THE TASK: Omit every image, and transcribe the remaining entries exactly as given.
· · · · · · ·
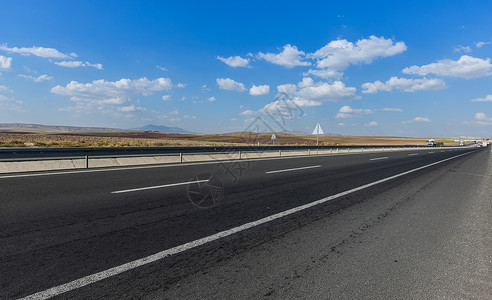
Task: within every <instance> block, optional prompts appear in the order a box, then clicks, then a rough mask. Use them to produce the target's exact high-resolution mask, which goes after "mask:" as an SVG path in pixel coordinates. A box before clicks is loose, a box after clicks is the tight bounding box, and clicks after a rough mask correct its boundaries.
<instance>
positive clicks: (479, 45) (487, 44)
mask: <svg viewBox="0 0 492 300" xmlns="http://www.w3.org/2000/svg"><path fill="white" fill-rule="evenodd" d="M490 44H492V42H476V43H475V46H477V48H482V47H483V46H485V45H490Z"/></svg>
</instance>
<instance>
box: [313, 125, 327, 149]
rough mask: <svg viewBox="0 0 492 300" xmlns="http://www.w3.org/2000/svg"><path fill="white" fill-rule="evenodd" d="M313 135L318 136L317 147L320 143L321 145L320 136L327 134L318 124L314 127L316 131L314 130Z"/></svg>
mask: <svg viewBox="0 0 492 300" xmlns="http://www.w3.org/2000/svg"><path fill="white" fill-rule="evenodd" d="M312 134H316V145H318V143H319V135H320V134H325V133H324V132H323V129H321V125H319V123H318V124H316V127H314V130H313V133H312Z"/></svg>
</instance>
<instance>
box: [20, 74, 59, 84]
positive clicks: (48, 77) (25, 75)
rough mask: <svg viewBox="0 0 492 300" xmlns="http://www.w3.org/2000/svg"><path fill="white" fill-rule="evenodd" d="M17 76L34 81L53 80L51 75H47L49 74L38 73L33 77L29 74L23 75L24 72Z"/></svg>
mask: <svg viewBox="0 0 492 300" xmlns="http://www.w3.org/2000/svg"><path fill="white" fill-rule="evenodd" d="M17 77H21V78H24V79H28V80H32V81H34V82H41V81H51V80H53V76H49V75H46V74H45V75H40V76H38V77H33V76H31V75H24V74H19V75H17Z"/></svg>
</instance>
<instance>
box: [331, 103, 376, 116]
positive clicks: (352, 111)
mask: <svg viewBox="0 0 492 300" xmlns="http://www.w3.org/2000/svg"><path fill="white" fill-rule="evenodd" d="M372 113H374V111H373V110H371V109H360V108H359V109H355V108H352V107H350V106H347V105H345V106H342V107H341V108H340V109H339V110H338V113H337V115H336V116H335V118H336V119H348V118H355V117H360V116H362V115H368V114H372Z"/></svg>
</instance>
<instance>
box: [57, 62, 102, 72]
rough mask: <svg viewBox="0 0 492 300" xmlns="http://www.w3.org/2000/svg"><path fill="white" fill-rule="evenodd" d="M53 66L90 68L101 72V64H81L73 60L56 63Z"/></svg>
mask: <svg viewBox="0 0 492 300" xmlns="http://www.w3.org/2000/svg"><path fill="white" fill-rule="evenodd" d="M54 64H55V65H58V66H61V67H65V68H79V67H92V68H95V69H98V70H102V69H103V67H102V64H91V63H90V62H88V61H86V62H82V61H75V60H69V61H65V60H64V61H57V62H55V63H54Z"/></svg>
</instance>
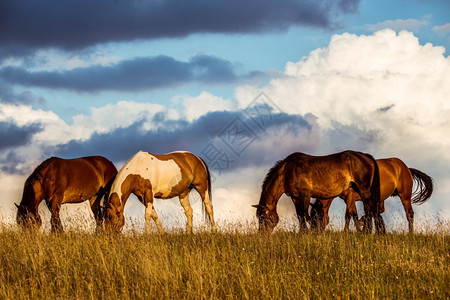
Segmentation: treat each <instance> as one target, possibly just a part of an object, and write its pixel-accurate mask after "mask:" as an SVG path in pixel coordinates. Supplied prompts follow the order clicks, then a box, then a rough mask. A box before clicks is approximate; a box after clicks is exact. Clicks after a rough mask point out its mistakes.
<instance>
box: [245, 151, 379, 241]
mask: <svg viewBox="0 0 450 300" xmlns="http://www.w3.org/2000/svg"><path fill="white" fill-rule="evenodd" d="M349 188H352V189H353V190H355V191H356V192H357V193H358V195H360V197H361V198H362V199H364V202H365V203H366V204H367V205H366V206H365V207H366V209H367V210H366V214H367V216H368V217H370V219H369V220H370V222H366V224H365V225H366V226H365V227H366V228H365V229H366V231H368V232H370V231H371V230H372V223H371V221H372V218H371V217H372V216H375V215H377V211H376V210H377V208H378V202H379V199H380V184H379V172H378V165H377V163H376V161H375V159H374V158H373V157H372V156H371V155H369V154H364V153H360V152H355V151H350V150H348V151H344V152H340V153H335V154H331V155H327V156H311V155H307V154H304V153H298V152H297V153H293V154H291V155H289V156H288V157H286V158H285V159H284V160H280V161H278V162H277V163H276V164H275V165H274V166H273V167H272V168H271V169H270V171H269V172H268V173H267V175H266V177H265V179H264V182H263V184H262V192H261V197H260V200H259V204H258V205H253V207H256V208H257V210H256V216H257V217H258V220H259V230H260V231H266V230H269V231H272V230H273V228H274V227H275V226H276V225H277V223H278V221H279V217H278V214H277V210H276V208H277V203H278V200H279V198H280V197H281V195H282V194H283V193H284V194H286V195H287V196H289V197H291V199H292V201H293V202H294V205H295V209H296V213H297V217H298V219H299V222H300V230H301V231H304V230H307V225H306V220H307V217H308V209H309V203H310V198H311V197H314V198H324V199H328V198H333V197H337V196H339V195H340V194H342V192H344V191H346V190H347V189H349ZM375 221H376V222H375V225H376V228H377V231H380V230H381V229H382V228H381V224H379V223H378V222H377V220H375Z"/></svg>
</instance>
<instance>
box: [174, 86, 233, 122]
mask: <svg viewBox="0 0 450 300" xmlns="http://www.w3.org/2000/svg"><path fill="white" fill-rule="evenodd" d="M175 101H176V102H178V101H182V103H183V107H184V111H183V114H184V117H185V118H186V120H188V121H190V122H191V121H193V120H195V119H198V118H199V117H201V116H203V115H205V114H207V113H209V112H212V111H226V110H232V109H233V108H234V106H235V104H234V103H233V102H232V101H231V100H228V99H223V98H221V97H217V96H214V95H212V94H210V93H208V92H202V93H201V94H200V95H198V96H196V97H190V96H178V97H177V98H176V99H175Z"/></svg>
· · · · · · ·
SOLVED EXERCISE:
Task: within every <instance> block, optional prompts appear in the order a box, then clicks, then a rough mask. Use them to produce the target's exact high-resolution mask, which goes after "mask:" as an SVG path in pixel coordinates. A box before clicks is loose, a box after clicks is the tight bounding box, and clicks after a rough mask correct its boundaries.
<instance>
positive clicks: (479, 45) (487, 44)
mask: <svg viewBox="0 0 492 300" xmlns="http://www.w3.org/2000/svg"><path fill="white" fill-rule="evenodd" d="M490 44H492V42H476V43H475V46H477V48H482V47H483V46H485V45H490Z"/></svg>
</instance>
<instance>
box: [313, 125, 327, 149]
rough mask: <svg viewBox="0 0 492 300" xmlns="http://www.w3.org/2000/svg"><path fill="white" fill-rule="evenodd" d="M313 135L318 136L317 147L320 143L321 145L320 136L327 134L318 124L314 127L316 131L314 130Z"/></svg>
mask: <svg viewBox="0 0 492 300" xmlns="http://www.w3.org/2000/svg"><path fill="white" fill-rule="evenodd" d="M312 134H316V145H318V143H319V135H320V134H325V133H324V132H323V129H321V125H319V123H318V124H316V127H314V130H313V133H312Z"/></svg>
</instance>
<instance>
box: [20, 74, 59, 84]
positive clicks: (48, 77) (25, 75)
rough mask: <svg viewBox="0 0 492 300" xmlns="http://www.w3.org/2000/svg"><path fill="white" fill-rule="evenodd" d="M17 76L34 81L53 80L51 75H47L49 74L38 73L33 77L29 74L23 75L24 72Z"/></svg>
mask: <svg viewBox="0 0 492 300" xmlns="http://www.w3.org/2000/svg"><path fill="white" fill-rule="evenodd" d="M17 77H21V78H24V79H28V80H32V81H34V82H41V81H51V80H53V76H49V75H46V74H45V75H40V76H38V77H33V76H31V75H24V74H19V75H17Z"/></svg>
</instance>
<instance>
box: [331, 103, 376, 116]
positive clicks: (352, 111)
mask: <svg viewBox="0 0 492 300" xmlns="http://www.w3.org/2000/svg"><path fill="white" fill-rule="evenodd" d="M372 113H374V111H373V110H371V109H360V108H359V109H355V108H352V107H350V106H347V105H345V106H342V107H341V108H340V109H339V110H338V113H337V115H336V116H335V118H336V119H348V118H355V117H360V116H362V115H368V114H372Z"/></svg>
</instance>
<instance>
box: [57, 62, 102, 72]
rough mask: <svg viewBox="0 0 492 300" xmlns="http://www.w3.org/2000/svg"><path fill="white" fill-rule="evenodd" d="M53 66L90 68L101 72V64H81L73 60L56 63Z"/></svg>
mask: <svg viewBox="0 0 492 300" xmlns="http://www.w3.org/2000/svg"><path fill="white" fill-rule="evenodd" d="M54 64H55V65H58V66H61V67H65V68H79V67H92V68H95V69H98V70H102V69H103V67H102V64H91V63H90V62H88V61H86V62H82V61H75V60H69V61H65V60H64V61H57V62H55V63H54Z"/></svg>
</instance>
Segmentation: treat each <instance> as one target, possibly just a part of an object, and write its pixel-accurate mask after "mask:" as an SVG path in pixel coordinates. Supplied prompts follow the order clicks, then a box, then a rough mask. A box before clicks is approximate; a box after clicks is exact. Clicks after a rough mask point out its mistakes.
<instance>
box: [245, 151, 379, 241]
mask: <svg viewBox="0 0 450 300" xmlns="http://www.w3.org/2000/svg"><path fill="white" fill-rule="evenodd" d="M349 188H352V189H353V190H355V191H356V192H357V193H358V195H360V197H361V198H362V199H364V202H365V203H366V204H367V205H366V206H365V207H366V209H367V210H366V214H367V216H368V217H370V219H369V220H370V222H366V224H365V225H366V226H365V227H366V228H365V229H366V231H368V232H370V231H371V230H372V223H371V221H372V218H371V217H372V216H375V215H377V211H376V210H377V208H378V202H379V199H380V184H379V172H378V165H377V163H376V161H375V159H374V158H373V157H372V156H371V155H369V154H364V153H360V152H355V151H350V150H348V151H344V152H340V153H335V154H331V155H327V156H311V155H307V154H304V153H298V152H297V153H293V154H291V155H289V156H288V157H286V158H285V159H284V160H280V161H278V162H277V163H276V164H275V165H274V166H273V167H272V168H271V169H270V171H269V172H268V173H267V175H266V177H265V179H264V182H263V184H262V192H261V197H260V200H259V204H258V205H253V207H256V208H257V210H256V216H257V217H258V220H259V230H260V231H266V230H269V231H272V230H273V228H274V227H275V226H276V225H277V223H278V221H279V217H278V214H277V210H276V208H277V203H278V200H279V198H280V197H281V195H282V194H283V193H284V194H286V195H287V196H289V197H291V199H292V201H293V202H294V205H295V209H296V213H297V217H298V219H299V222H300V230H301V231H304V230H307V225H306V220H307V217H308V209H309V203H310V198H311V197H314V198H324V199H328V198H333V197H337V196H339V195H340V194H342V192H344V191H346V190H347V189H349ZM375 221H376V222H375V225H376V228H377V231H380V230H381V229H382V228H381V224H379V223H378V222H377V220H375Z"/></svg>
</instance>
<instance>
box: [174, 86, 233, 122]
mask: <svg viewBox="0 0 450 300" xmlns="http://www.w3.org/2000/svg"><path fill="white" fill-rule="evenodd" d="M175 101H176V102H178V101H182V103H183V107H184V111H183V114H184V117H185V118H186V120H188V121H190V122H191V121H193V120H195V119H198V118H199V117H201V116H203V115H205V114H207V113H209V112H212V111H226V110H232V109H233V108H234V106H235V104H234V103H233V102H232V101H231V100H228V99H223V98H221V97H217V96H214V95H212V94H210V93H208V92H202V93H201V94H200V95H198V96H196V97H190V96H178V97H177V98H176V99H175Z"/></svg>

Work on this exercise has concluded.